Excerpts of pointing data
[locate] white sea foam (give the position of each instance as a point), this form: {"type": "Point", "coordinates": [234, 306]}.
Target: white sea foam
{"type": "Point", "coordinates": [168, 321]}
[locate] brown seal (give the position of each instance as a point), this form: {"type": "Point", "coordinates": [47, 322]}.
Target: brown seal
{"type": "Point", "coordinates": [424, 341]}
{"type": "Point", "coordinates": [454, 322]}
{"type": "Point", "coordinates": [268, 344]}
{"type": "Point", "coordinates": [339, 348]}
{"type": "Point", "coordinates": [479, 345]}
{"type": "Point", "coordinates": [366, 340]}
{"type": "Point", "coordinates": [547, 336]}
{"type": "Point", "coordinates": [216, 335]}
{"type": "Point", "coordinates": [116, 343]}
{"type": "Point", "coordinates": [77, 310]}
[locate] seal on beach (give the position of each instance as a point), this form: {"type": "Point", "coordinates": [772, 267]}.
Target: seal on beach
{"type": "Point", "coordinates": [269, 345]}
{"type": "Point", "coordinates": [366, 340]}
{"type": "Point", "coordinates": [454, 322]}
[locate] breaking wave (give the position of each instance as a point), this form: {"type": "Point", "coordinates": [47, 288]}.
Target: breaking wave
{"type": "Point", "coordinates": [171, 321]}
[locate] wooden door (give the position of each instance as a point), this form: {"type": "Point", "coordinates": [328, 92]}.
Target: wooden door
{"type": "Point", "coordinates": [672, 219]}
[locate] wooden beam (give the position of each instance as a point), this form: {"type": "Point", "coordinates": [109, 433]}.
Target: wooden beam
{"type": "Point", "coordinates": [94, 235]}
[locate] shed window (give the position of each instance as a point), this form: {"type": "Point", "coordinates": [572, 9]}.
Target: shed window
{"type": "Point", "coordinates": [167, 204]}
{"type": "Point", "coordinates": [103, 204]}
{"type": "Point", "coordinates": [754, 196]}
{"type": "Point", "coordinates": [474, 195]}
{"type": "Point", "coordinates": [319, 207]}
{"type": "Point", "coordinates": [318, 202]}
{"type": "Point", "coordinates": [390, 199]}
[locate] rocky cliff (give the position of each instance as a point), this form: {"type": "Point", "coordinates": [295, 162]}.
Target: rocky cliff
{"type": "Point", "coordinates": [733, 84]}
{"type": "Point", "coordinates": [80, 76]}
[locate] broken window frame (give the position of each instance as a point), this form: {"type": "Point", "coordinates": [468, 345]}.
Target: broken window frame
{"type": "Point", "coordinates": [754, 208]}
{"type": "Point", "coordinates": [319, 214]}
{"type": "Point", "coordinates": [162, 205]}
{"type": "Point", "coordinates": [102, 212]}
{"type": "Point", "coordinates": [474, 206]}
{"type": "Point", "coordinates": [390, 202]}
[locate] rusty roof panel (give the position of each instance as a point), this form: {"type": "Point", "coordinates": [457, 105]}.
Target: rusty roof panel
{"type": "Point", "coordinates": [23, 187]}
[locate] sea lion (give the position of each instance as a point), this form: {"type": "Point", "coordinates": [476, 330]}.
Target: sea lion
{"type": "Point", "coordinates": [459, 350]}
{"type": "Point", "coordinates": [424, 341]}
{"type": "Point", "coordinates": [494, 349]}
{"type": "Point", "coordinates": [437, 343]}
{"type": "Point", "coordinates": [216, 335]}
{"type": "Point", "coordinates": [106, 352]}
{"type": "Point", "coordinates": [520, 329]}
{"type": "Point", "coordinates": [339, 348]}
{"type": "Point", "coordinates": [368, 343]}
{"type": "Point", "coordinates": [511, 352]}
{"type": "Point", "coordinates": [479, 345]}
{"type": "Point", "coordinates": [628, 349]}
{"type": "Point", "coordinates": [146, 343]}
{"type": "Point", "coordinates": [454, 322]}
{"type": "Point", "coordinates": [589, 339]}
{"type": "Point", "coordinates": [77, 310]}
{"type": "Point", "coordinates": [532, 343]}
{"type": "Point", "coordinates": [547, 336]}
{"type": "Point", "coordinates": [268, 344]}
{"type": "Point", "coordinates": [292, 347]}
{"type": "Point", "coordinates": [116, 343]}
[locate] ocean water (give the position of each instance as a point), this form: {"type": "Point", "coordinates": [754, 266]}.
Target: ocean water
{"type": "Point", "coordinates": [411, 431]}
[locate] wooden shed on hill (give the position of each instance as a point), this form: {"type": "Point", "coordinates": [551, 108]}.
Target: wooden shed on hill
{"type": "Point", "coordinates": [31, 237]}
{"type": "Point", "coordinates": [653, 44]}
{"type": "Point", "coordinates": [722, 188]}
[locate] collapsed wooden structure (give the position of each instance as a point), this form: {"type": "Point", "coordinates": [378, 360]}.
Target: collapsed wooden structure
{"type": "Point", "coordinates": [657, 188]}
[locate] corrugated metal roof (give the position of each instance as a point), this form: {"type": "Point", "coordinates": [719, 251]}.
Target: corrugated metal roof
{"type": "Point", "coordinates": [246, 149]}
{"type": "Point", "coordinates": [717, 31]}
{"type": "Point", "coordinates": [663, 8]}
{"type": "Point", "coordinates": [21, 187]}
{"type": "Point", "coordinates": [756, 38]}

* WHAT IS NEEDED
Revise all the items above by changing each "Target" to "Object", and reproduce every line with nothing else altered.

* EXERCISE RESULT
[locate] white sea foam (give the position of each instance as a point), this form: {"type": "Point", "coordinates": [234, 306]}.
Object: white sea foam
{"type": "Point", "coordinates": [168, 321]}
[locate] brown seal (give the position of each instance as a point), this form: {"type": "Point", "coordinates": [47, 322]}.
Object: brown seal
{"type": "Point", "coordinates": [424, 341]}
{"type": "Point", "coordinates": [454, 322]}
{"type": "Point", "coordinates": [268, 344]}
{"type": "Point", "coordinates": [339, 348]}
{"type": "Point", "coordinates": [479, 345]}
{"type": "Point", "coordinates": [366, 340]}
{"type": "Point", "coordinates": [547, 336]}
{"type": "Point", "coordinates": [216, 335]}
{"type": "Point", "coordinates": [116, 343]}
{"type": "Point", "coordinates": [77, 310]}
[locate] seal on beach (give the position of each instance as a point), this form: {"type": "Point", "coordinates": [772, 267]}.
Object: seal on beach
{"type": "Point", "coordinates": [269, 345]}
{"type": "Point", "coordinates": [366, 340]}
{"type": "Point", "coordinates": [454, 322]}
[locate] breaking wave (give the position of each instance as a point), this form: {"type": "Point", "coordinates": [47, 288]}.
Object: breaking wave
{"type": "Point", "coordinates": [171, 321]}
[locate] wooden door (give the position of each instance as a point), this form: {"type": "Point", "coordinates": [328, 92]}.
Object: wooden door
{"type": "Point", "coordinates": [672, 219]}
[locate] wooden beam (give the position of each instance as a point), this form: {"type": "Point", "coordinates": [109, 433]}.
Object: wooden beam
{"type": "Point", "coordinates": [94, 235]}
[locate] shed window (give the position of each instance as a point), this form: {"type": "Point", "coordinates": [572, 9]}.
Object: shed window
{"type": "Point", "coordinates": [167, 204]}
{"type": "Point", "coordinates": [103, 204]}
{"type": "Point", "coordinates": [754, 196]}
{"type": "Point", "coordinates": [474, 195]}
{"type": "Point", "coordinates": [319, 207]}
{"type": "Point", "coordinates": [318, 202]}
{"type": "Point", "coordinates": [390, 199]}
[locate] rocky cliff (give the position of each instance as a point), this form: {"type": "Point", "coordinates": [295, 162]}.
Object: rocky cliff
{"type": "Point", "coordinates": [733, 84]}
{"type": "Point", "coordinates": [80, 76]}
[locate] broken window frame (give the position of each instance as a point), this form: {"type": "Point", "coordinates": [468, 345]}.
Object: broken window frame
{"type": "Point", "coordinates": [754, 208]}
{"type": "Point", "coordinates": [319, 214]}
{"type": "Point", "coordinates": [162, 205]}
{"type": "Point", "coordinates": [102, 212]}
{"type": "Point", "coordinates": [474, 206]}
{"type": "Point", "coordinates": [390, 202]}
[locate] rusty roof panel (give the position of each instance as a point), this form: {"type": "Point", "coordinates": [457, 105]}.
Object: rusty roof panel
{"type": "Point", "coordinates": [23, 187]}
[locate] sea lion (give the position of each instance as a point), this form: {"type": "Point", "coordinates": [476, 330]}.
Object: sea lion
{"type": "Point", "coordinates": [459, 350]}
{"type": "Point", "coordinates": [424, 341]}
{"type": "Point", "coordinates": [494, 349]}
{"type": "Point", "coordinates": [437, 343]}
{"type": "Point", "coordinates": [216, 335]}
{"type": "Point", "coordinates": [106, 352]}
{"type": "Point", "coordinates": [520, 329]}
{"type": "Point", "coordinates": [339, 348]}
{"type": "Point", "coordinates": [368, 343]}
{"type": "Point", "coordinates": [511, 352]}
{"type": "Point", "coordinates": [479, 345]}
{"type": "Point", "coordinates": [628, 349]}
{"type": "Point", "coordinates": [146, 343]}
{"type": "Point", "coordinates": [454, 322]}
{"type": "Point", "coordinates": [589, 339]}
{"type": "Point", "coordinates": [77, 310]}
{"type": "Point", "coordinates": [532, 343]}
{"type": "Point", "coordinates": [547, 336]}
{"type": "Point", "coordinates": [268, 344]}
{"type": "Point", "coordinates": [292, 347]}
{"type": "Point", "coordinates": [116, 343]}
[locate] ocean water (give the position of each instance as a point), this form: {"type": "Point", "coordinates": [754, 266]}.
Object: ocean water
{"type": "Point", "coordinates": [411, 431]}
[locate] wooden shed on hill (give the position of each instance as a point), this form: {"type": "Point", "coordinates": [551, 108]}.
Object: wooden shed on hill
{"type": "Point", "coordinates": [31, 237]}
{"type": "Point", "coordinates": [653, 44]}
{"type": "Point", "coordinates": [722, 188]}
[locate] collapsed wooden structure (give the position of each instance as a point), this form: {"type": "Point", "coordinates": [378, 360]}.
Object: collapsed wooden structure
{"type": "Point", "coordinates": [657, 188]}
[locate] corrugated metal roof (give the position of each instance as a point), this form: {"type": "Point", "coordinates": [719, 251]}.
Object: corrugated metal roof
{"type": "Point", "coordinates": [246, 149]}
{"type": "Point", "coordinates": [717, 31]}
{"type": "Point", "coordinates": [663, 8]}
{"type": "Point", "coordinates": [21, 187]}
{"type": "Point", "coordinates": [756, 38]}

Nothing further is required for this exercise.